- **Requirements**
Recast the listing as a numbered list, one line per item, with blank lines left out.

- **Entries provided**
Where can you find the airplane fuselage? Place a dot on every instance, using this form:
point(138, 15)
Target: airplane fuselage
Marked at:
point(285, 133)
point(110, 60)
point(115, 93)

- **Task answer**
1. Where can you find the airplane fuselage? Place a dot on every instance, using this form:
2. point(138, 15)
3. Target: airplane fuselage
4. Marked at:
5. point(285, 133)
6. point(110, 60)
7. point(115, 93)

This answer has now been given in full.